Exercise details - Can you give the data below again with "rear view mirror" swapped for "side mirror" and nothing else changed, omitting the pictures?

[START Recorded information]

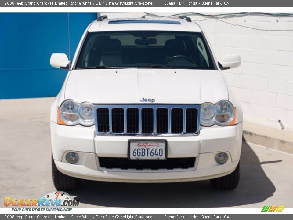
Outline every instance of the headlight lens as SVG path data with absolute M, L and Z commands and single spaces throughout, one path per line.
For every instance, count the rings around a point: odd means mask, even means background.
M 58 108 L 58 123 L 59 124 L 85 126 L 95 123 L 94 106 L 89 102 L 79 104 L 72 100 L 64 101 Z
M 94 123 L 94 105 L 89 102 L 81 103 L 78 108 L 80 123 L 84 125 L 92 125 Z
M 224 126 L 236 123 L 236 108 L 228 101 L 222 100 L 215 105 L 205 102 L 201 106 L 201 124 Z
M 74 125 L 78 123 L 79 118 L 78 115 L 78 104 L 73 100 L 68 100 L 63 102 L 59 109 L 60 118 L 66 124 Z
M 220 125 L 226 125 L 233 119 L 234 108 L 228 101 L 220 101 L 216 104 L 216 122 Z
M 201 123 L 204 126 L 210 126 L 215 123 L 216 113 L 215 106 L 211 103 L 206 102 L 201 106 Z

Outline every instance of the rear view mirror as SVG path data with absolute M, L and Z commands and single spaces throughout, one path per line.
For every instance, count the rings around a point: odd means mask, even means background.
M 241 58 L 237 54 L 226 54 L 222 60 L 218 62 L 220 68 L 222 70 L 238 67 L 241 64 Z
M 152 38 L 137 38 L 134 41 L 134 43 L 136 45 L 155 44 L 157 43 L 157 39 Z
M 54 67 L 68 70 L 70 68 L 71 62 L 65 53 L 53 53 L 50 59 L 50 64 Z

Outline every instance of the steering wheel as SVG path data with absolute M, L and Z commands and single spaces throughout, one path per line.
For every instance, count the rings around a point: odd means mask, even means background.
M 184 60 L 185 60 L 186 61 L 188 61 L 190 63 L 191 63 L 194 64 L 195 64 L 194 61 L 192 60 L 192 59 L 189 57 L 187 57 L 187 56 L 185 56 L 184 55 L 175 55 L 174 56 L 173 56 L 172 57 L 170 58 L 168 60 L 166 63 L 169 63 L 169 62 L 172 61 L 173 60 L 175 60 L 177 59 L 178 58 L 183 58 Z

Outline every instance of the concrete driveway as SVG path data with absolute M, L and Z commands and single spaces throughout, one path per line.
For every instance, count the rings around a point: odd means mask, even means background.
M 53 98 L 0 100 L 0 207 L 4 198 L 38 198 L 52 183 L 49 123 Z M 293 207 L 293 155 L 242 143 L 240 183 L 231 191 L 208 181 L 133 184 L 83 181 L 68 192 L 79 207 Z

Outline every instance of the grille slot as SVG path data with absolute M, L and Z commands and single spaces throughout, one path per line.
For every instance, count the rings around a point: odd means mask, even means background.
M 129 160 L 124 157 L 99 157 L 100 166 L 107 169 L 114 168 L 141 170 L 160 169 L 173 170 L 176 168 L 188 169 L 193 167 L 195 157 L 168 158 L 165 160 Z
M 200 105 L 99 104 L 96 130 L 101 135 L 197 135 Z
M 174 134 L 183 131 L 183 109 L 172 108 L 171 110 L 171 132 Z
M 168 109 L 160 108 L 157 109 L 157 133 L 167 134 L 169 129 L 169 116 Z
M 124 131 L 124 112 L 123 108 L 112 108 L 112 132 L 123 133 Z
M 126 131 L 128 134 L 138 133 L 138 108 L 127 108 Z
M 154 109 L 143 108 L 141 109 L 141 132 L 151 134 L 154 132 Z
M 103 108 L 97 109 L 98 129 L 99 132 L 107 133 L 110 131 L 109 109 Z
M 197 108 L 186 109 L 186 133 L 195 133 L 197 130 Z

[END Recorded information]

Response below -
Outline every instance of the headlight lens as SVG path data with absolute M, L and Z commands and single spaces throughout, one path per line.
For every instance, count the rings around a point: odd means mask, even means background.
M 58 108 L 58 123 L 59 124 L 85 126 L 95 123 L 94 106 L 89 102 L 79 104 L 72 100 L 64 101 Z
M 94 123 L 94 105 L 89 102 L 81 103 L 78 108 L 80 123 L 84 125 L 92 125 Z
M 224 126 L 236 123 L 236 108 L 228 101 L 222 100 L 215 105 L 205 102 L 201 106 L 201 124 Z
M 74 125 L 78 123 L 79 118 L 78 115 L 78 104 L 73 100 L 68 100 L 63 102 L 59 109 L 60 118 L 66 124 Z
M 220 125 L 226 125 L 233 119 L 234 108 L 228 101 L 220 101 L 216 104 L 216 122 Z
M 201 123 L 204 126 L 210 126 L 215 123 L 216 113 L 215 106 L 211 103 L 206 102 L 201 106 Z

Outline every instance of the side mirror as SVG path data with absolute M, L and Z commands and single spaces throughout, one path per line.
For every instance, count the rings around a point: odd means mask, even means background.
M 241 58 L 237 54 L 226 54 L 222 60 L 218 62 L 220 68 L 222 70 L 238 67 L 241 64 Z
M 152 38 L 137 38 L 134 41 L 134 43 L 136 45 L 155 44 L 157 43 L 157 39 Z
M 54 67 L 68 70 L 70 68 L 71 62 L 65 53 L 53 53 L 50 59 L 50 64 Z

Outline every instance of the steering wheel as SVG path data with absolute M, L and Z commands and single spaces throughout, one path per line.
For every instance, count the rings around a point: odd means mask, even means background.
M 184 60 L 185 60 L 186 61 L 188 61 L 190 63 L 191 63 L 194 64 L 195 64 L 194 61 L 192 60 L 192 59 L 189 57 L 187 57 L 187 56 L 185 56 L 184 55 L 175 55 L 174 56 L 173 56 L 172 57 L 170 58 L 168 60 L 166 63 L 169 63 L 169 62 L 172 61 L 173 60 L 175 60 L 177 59 L 178 58 L 183 58 Z

Outline every instance of the concrete driveway as SVG path data with absolute M, L and Z commands and single spaces throughout, one path per line.
For every instance, count the rings around a point: odd means mask, even means background.
M 53 98 L 0 100 L 0 207 L 4 198 L 38 198 L 52 183 L 49 123 Z M 293 207 L 293 155 L 242 143 L 240 183 L 231 191 L 208 181 L 133 184 L 83 181 L 68 192 L 79 207 Z

Outline every instance of the grille slot as SVG path data with absolute M, L and Z commands and single spaces throughout, one path per line.
For every instance, count the rings around a point: odd means mask, even means background.
M 129 160 L 124 157 L 99 157 L 100 166 L 107 169 L 114 168 L 141 170 L 160 169 L 173 170 L 176 168 L 188 169 L 193 167 L 195 157 L 168 158 L 165 160 Z
M 200 105 L 99 104 L 96 130 L 101 135 L 197 135 Z
M 174 134 L 183 131 L 183 109 L 172 108 L 171 110 L 171 132 Z
M 168 109 L 160 108 L 157 109 L 157 133 L 167 134 L 169 129 L 169 116 Z
M 124 131 L 124 112 L 123 108 L 112 108 L 112 132 L 123 133 Z
M 126 131 L 128 134 L 138 133 L 138 108 L 127 108 Z
M 154 109 L 143 108 L 141 109 L 141 132 L 151 134 L 154 132 Z
M 103 108 L 97 109 L 98 129 L 99 132 L 107 133 L 110 131 L 109 109 Z
M 197 108 L 186 109 L 186 133 L 195 133 L 197 130 Z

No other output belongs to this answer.